Problem to work on: Write out the full set of records below exactly.

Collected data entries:
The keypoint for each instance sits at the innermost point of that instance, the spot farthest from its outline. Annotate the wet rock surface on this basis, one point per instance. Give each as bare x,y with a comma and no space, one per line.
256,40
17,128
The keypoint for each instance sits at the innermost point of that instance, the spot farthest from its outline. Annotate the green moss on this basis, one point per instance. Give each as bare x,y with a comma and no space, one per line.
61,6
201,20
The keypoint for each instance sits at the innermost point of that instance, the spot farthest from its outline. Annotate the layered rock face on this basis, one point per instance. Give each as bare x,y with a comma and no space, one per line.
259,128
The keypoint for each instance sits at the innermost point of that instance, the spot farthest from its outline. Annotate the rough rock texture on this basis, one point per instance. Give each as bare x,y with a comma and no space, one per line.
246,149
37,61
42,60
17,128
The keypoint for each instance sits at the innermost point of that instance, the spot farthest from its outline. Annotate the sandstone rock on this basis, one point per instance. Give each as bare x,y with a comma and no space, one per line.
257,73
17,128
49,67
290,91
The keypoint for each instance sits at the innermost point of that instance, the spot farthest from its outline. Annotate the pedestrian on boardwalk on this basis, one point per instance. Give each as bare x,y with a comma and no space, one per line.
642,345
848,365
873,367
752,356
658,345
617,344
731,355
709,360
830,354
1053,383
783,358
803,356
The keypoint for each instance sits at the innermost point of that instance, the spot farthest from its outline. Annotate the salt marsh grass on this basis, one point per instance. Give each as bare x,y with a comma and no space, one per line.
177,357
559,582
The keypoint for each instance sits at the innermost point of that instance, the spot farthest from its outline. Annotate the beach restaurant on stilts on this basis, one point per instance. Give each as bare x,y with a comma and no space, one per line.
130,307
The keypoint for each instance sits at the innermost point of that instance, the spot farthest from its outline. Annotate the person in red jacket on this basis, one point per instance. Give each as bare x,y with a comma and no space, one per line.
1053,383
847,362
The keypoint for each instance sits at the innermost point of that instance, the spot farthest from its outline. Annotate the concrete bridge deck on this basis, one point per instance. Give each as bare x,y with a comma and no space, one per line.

Answer for the task:
The keypoint for each instance sits at the innermost point of that instance, the spot farthest from its outline. Annotate the wet rock surface on this basis, one point per instance. Give each as bare x,y with a comma and no space, one per line.
256,40
17,128
The keypoint for each instance sits at the innermost point of that instance, the spot farthest from its outline. Annotate the green moss on this basis, one point per instance. Give each as bare x,y with a comma and no space, one per line.
61,6
201,20
The keypoint for each instance sits at the innermost point of that instance, the spot farthest from its outline. Annotate the layered rock face on this basis, one point per instance. Give each as bare x,y with a comma and no space, one per line.
259,128
The keypoint for each instance sits at the innermost point of that instance, the spot farthest from its outline. Annotate the rough rock texture on this basis, one point per instance. Give each as bare x,y with a comma and no space, one per line.
246,149
37,61
42,60
17,128
The keypoint for each instance sits at the innermost point of that instance, the spot farthest from its outline. Annotate the sandstone rock on this basis, one point per instance. Give each as bare x,y with a comma and no space, one per line.
257,73
17,128
49,67
290,91
The keypoint for each instance sits at the innermost point of that instance, the spot farthest from its outline. Annotate the pedestrian on boardwalk on this basis, one point per instance. Give each as bare x,y with a comma and no space, one per line.
642,345
848,365
873,367
752,356
658,345
617,344
731,355
709,360
830,354
1053,383
783,358
803,356
The keypoint for each instance sits at the innermost point of that instance, the spot farthest from its outline. Annotate the salt marsh grass on this basis, one point per instance. Give each as bare x,y with a comma and no space, one per line.
177,357
559,582
The keypoint for each instance sits at the innermost point of that instance, the spot farthest from its outline. Annotate the beach restaurant on stilts on this basis, one point per instance. Give each as bare x,y with a comma and no space, one per line.
130,307
The keypoint for each instance sits at the innermost point of that instance, the spot farthest from its outline. Annotate the person in red jacket on this basis, one point per instance. Give each as bare x,y with a comma and no space, one per line.
1053,383
847,362
The keypoint for each instance sits at the innermost point of that instance, the spot farthest from its outline. Annotate the concrete bridge deck on this basis, one point per instance. Give each as bare x,y with a comma and no space, one per line.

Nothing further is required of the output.